* Given request 1 *
Reproduce the rows word for word, starting at the line that contains "Teacher note: indicate the shoulder-length" and continuing through the final row.

* Text to read *
-- START --
# Overheating issue



## MaddiMarie (Aug 12, 2021)

My 07 murano is overheating, even whilst idling. The radiator, water pump, thermostat and all hoses have been replaced as well as the overflow reservoir. What the heck could it possibly be so my only means of transportation is reliable again?? Help!!


----------



## rogoman (Dec 16, 2004)

There may be air pockets in the coolant system. Leave the radiator cap off; you'll have to drain some coolant to lower the coolant level first so that the coolant will not overflow from the filler neck of the radiator when it starts to warm up. Jack the front of your car up to help bleed the air from the cooling system. This puts your radiator higher than the rest of the cooling system and helps to bleed out the air pockets. Start your engine, and let it run until the system bleeds out air. It may take between 15 and 20 minutes for the engine to heat to the proper temperature and begin cycling coolant through. You'll observe the coolant level drop as the air is cycled out, and see air bubbles escaping from the radiator, and perhaps hear it gurgle; gradually add a little coolant at a time.

Observe the temperature gauge as this is happening. The gauge should decrease to normal or close to normal. This process helps the radiator feed the coolant more evenly, helping the system cool the engine like it's supposed to. It's no longer circulating air in your radiator instead of coolant.

After the system has cooled down, completely refill the radiator and the coolant reservoir again. The radiator may have been as much as half empty since earlier; it was simply air that made it seem full.


----------



## smj999smj (Jan 1, 2006)

Are the cooling fans working?


----------



## MaddiMarie (Aug 12, 2021)

As far as I know yes the fans are working but I will double check.


----------



## MaddiMarie (Aug 12, 2021)

The air has been bled out, that's why I'm baffled. Will try it again though, thank you.


----------



## rogoman (Dec 16, 2004)

MaddiMarie said:


> The air has been bled out, that's why I'm baffled. Will try it again though, thank you.





MaddiMarie said:


> My 07 murano is overheating, even whilst idling. The radiator, water pump, thermostat and all hoses have been replaced as well as the overflow reservoir. What the heck could it possibly be so my only means of transportation is reliable again?? Help!!


It looks like you've just about replaced everything in the cooling system. Did you replace the old thermostat with a Nissan OEM thermostat; if you replaced it with an aftermarket type like a Stant for instance, then you might run into overheating problems.

Run a pressure test on the cooling system. The gauge is normally pumped up to around 15 psi; at this point the system should hold that pressure for around 30 min or so. If it drops off rapidly in about one min or so, then there may be a *head gasket breach* which can be followed up with a compression test on all cylinders. If you find one or more weak cylinders, you can follow that up with a "leak-down" test to find out where you're losing compression. A blown head gasket can definitely cause engine overheating.


----------
-- END --
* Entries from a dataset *
-- START --
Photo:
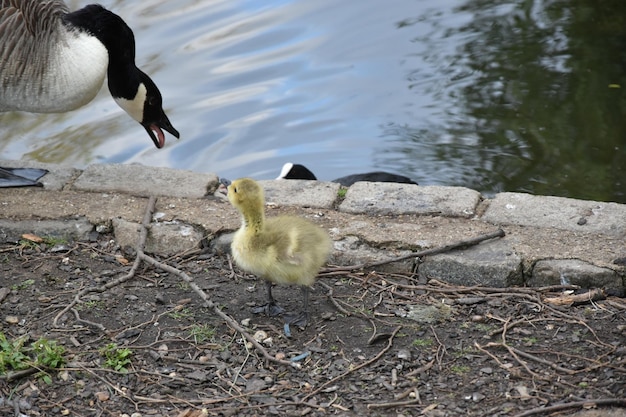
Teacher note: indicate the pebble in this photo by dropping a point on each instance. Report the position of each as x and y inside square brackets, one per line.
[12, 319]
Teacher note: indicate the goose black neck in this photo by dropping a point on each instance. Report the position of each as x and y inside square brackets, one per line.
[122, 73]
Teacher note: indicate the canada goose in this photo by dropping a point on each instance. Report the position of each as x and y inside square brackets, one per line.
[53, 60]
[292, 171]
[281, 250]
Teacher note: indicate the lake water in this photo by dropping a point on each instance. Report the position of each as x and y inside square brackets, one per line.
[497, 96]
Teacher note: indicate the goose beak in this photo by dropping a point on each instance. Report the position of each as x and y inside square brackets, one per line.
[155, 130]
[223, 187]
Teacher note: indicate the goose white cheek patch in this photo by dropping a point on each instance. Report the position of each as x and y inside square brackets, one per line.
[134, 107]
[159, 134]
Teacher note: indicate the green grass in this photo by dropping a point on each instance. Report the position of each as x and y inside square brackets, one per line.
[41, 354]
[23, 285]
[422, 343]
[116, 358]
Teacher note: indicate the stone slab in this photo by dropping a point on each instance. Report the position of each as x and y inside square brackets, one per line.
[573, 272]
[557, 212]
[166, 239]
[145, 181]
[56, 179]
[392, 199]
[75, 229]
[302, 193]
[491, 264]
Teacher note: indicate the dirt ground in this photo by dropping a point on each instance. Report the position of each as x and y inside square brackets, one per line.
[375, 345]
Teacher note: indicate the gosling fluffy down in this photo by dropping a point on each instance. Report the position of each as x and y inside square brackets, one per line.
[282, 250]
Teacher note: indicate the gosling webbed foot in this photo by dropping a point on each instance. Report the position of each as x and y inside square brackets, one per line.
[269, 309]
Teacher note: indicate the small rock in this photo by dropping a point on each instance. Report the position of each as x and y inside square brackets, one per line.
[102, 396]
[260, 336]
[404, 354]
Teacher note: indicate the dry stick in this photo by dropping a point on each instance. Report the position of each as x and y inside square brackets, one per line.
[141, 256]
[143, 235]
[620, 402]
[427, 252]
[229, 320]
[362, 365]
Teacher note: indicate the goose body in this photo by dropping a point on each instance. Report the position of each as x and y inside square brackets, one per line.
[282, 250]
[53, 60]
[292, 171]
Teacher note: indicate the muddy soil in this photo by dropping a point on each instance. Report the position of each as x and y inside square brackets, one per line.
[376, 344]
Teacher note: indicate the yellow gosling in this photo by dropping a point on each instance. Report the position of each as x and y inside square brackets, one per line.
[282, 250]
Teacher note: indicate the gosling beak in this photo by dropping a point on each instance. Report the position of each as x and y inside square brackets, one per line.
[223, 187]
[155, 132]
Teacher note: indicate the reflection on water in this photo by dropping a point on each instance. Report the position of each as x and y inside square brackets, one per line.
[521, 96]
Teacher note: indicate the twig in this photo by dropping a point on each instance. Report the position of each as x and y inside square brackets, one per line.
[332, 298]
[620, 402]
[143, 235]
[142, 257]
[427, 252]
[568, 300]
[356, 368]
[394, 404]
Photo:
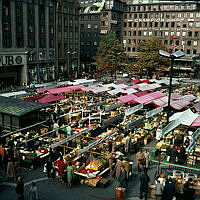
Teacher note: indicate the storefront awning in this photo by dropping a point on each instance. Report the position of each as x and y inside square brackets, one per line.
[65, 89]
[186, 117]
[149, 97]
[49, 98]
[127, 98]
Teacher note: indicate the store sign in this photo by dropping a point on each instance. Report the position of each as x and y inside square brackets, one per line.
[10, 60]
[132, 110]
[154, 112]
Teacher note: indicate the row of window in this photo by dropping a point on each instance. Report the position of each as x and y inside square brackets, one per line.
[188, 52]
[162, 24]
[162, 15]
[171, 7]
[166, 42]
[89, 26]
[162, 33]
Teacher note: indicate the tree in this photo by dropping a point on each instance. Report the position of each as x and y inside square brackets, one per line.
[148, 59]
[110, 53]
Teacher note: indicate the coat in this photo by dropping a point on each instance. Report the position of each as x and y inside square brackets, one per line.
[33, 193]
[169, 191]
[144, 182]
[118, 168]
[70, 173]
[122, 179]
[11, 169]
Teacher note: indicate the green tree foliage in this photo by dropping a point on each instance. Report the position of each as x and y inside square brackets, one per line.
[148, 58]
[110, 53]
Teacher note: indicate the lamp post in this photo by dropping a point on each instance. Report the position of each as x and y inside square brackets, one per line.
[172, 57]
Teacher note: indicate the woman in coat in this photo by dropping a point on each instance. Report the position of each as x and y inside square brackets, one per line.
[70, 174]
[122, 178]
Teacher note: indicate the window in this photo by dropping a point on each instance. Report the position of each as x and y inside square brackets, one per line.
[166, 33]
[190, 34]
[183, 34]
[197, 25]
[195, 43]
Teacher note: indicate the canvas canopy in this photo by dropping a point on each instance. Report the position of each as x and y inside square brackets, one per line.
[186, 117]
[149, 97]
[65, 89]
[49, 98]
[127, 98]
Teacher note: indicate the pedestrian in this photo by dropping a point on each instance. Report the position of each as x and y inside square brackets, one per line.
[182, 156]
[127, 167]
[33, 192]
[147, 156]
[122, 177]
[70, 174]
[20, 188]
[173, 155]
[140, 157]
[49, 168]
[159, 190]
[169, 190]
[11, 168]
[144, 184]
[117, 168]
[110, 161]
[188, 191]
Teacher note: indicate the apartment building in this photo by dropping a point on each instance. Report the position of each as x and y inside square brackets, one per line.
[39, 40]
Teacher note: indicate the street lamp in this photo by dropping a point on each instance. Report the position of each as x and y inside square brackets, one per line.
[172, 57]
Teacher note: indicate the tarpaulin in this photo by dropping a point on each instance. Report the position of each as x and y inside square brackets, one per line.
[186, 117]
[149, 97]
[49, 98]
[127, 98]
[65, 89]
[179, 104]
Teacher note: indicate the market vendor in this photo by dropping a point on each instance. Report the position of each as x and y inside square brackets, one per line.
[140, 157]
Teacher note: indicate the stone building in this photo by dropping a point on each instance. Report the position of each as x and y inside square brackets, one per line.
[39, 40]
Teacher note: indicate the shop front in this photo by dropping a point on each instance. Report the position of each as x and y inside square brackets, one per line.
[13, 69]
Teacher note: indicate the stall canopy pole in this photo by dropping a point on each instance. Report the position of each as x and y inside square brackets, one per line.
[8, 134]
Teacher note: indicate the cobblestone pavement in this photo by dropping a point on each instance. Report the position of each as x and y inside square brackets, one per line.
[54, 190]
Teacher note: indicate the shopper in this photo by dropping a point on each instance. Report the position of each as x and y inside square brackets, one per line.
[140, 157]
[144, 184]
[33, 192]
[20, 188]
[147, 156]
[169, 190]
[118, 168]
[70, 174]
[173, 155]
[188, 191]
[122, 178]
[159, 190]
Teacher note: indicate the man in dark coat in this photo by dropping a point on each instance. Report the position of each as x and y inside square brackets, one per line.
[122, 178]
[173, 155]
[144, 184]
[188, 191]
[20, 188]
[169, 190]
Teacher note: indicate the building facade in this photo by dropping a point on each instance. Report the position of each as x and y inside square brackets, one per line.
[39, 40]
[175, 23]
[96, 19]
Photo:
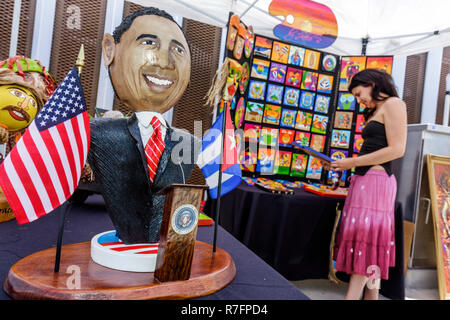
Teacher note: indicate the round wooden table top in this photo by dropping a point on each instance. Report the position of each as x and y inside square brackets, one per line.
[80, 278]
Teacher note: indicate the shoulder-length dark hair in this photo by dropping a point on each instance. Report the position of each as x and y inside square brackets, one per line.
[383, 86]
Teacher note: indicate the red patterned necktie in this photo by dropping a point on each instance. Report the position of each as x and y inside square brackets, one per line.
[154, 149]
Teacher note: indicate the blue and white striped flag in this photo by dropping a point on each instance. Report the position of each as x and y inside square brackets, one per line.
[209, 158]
-- END --
* Given request 2 *
In the overheating thread, what pressure is the gauge normally pumped up to for a cooling system pressure test?

* Worked answer 1 *
Teacher note: indicate the shoulder-length dark hair in this photo by dropping a point on each instance. Report the position of each as x and y inside square brackets, one per line.
[383, 86]
Teacher note: indicate the red patterned necktie in this photo by dropping a point on each instance. Report the position of each as x and y inside square brackets, one per line.
[154, 149]
Teacher note: indicate the blue and white striped flag in this photo by dropping a point on each instance. Report the position of each as x and y inside square brackets, one per line.
[209, 158]

* Worked answer 2 *
Around 15 psi.